— start INFORMATION PROVIDED —

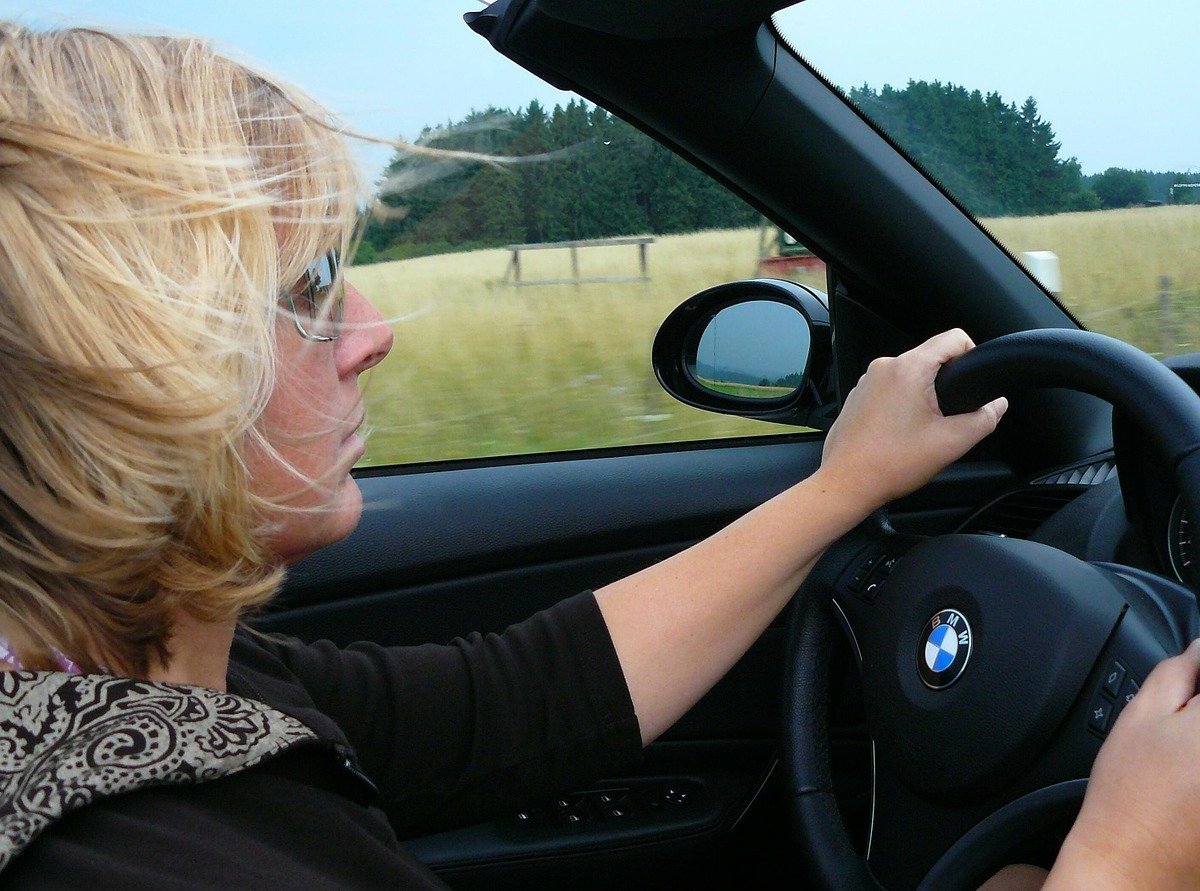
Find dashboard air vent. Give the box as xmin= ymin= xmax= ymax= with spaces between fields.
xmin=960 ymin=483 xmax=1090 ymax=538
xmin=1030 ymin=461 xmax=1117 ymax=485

— end INFORMATION PROVIDED —
— start INFORMATION PROVIDED —

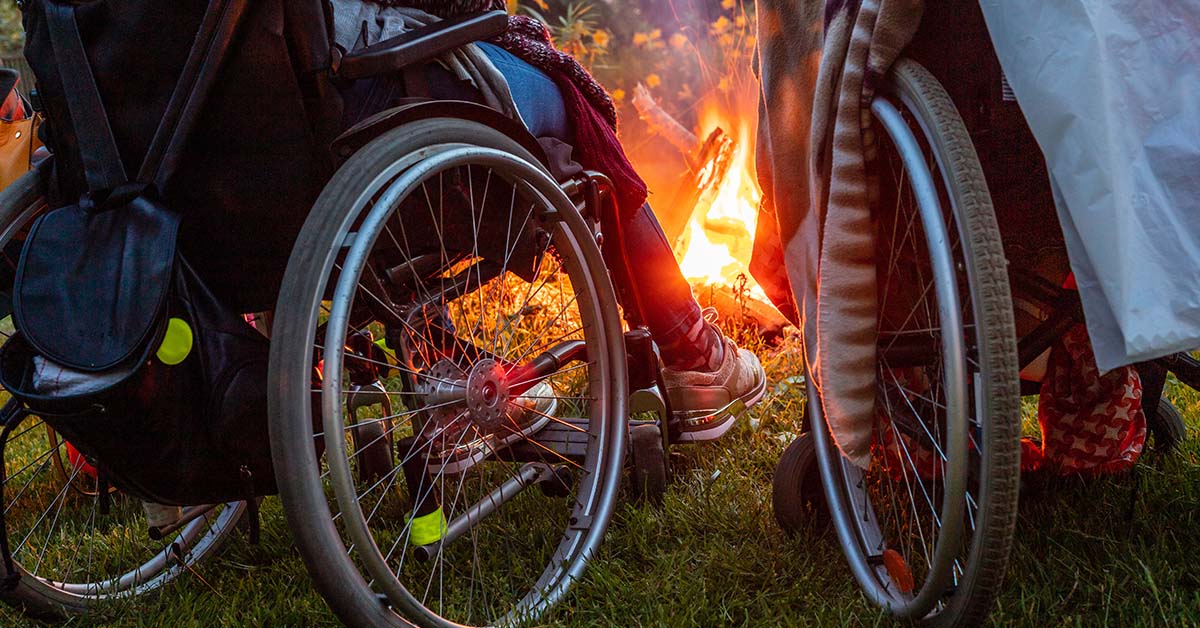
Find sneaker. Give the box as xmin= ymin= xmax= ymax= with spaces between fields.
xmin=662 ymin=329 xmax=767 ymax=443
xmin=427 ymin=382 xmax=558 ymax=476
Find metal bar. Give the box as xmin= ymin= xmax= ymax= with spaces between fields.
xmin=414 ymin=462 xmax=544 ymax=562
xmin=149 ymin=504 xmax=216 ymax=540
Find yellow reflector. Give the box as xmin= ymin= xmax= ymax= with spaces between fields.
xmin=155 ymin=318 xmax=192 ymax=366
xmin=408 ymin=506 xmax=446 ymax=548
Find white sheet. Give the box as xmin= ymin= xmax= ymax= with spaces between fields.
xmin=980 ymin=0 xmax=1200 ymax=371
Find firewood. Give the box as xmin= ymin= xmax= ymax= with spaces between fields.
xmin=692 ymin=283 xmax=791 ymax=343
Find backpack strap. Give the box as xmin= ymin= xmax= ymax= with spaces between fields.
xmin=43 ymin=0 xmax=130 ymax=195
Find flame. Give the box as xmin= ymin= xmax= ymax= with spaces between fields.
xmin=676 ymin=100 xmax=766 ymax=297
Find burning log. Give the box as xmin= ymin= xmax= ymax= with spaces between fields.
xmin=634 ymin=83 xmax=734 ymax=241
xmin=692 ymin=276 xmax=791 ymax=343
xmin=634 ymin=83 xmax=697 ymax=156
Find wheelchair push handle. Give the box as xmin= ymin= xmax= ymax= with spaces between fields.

— end INFORMATION PROVIDED —

• SHORT PROBLEM:
Please extract the lines from the one containing "Find dashboard air" through the one containing "xmin=1030 ymin=461 xmax=1117 ymax=485", inclusive, and copy them exactly.

• THE OUTPUT:
Find dashboard air vent. Give the box as xmin= ymin= xmax= ymax= with spaces between fields.
xmin=960 ymin=483 xmax=1090 ymax=538
xmin=1030 ymin=461 xmax=1117 ymax=485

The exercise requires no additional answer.